What to produce
Copy every record word for word.

Region pointing data
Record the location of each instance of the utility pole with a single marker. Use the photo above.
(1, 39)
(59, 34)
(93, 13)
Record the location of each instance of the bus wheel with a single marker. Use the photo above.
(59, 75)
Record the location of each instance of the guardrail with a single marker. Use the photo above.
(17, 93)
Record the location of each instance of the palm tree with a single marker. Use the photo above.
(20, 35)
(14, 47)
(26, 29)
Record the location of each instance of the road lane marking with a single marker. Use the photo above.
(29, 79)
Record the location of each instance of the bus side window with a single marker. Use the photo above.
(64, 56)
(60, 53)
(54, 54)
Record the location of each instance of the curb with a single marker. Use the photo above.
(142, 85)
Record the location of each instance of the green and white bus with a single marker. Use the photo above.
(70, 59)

Response area
Record the location of each instance of the utility pole with a single marker. Use the photo above.
(1, 39)
(59, 34)
(93, 13)
Record the location of each instance of the bus wheel with a single marker. Use the photo above.
(59, 75)
Record the location of each instance of the guardrail with a single marker. Use the photo above.
(17, 93)
Record the location of each instance of the palm tree with a single marker. Use the photo above.
(20, 35)
(14, 47)
(26, 29)
Record the location of each instance of the road lane marking with a single marker. Use the photo above.
(29, 79)
Record the location of each instance of the bus side window with a single marker. Use the photo above.
(64, 56)
(60, 53)
(54, 54)
Record the location of each instance of the curb with a single marker. Use the photo above.
(142, 85)
Record the location of each instance of the green and white bus with a single marker. Use the photo above.
(70, 59)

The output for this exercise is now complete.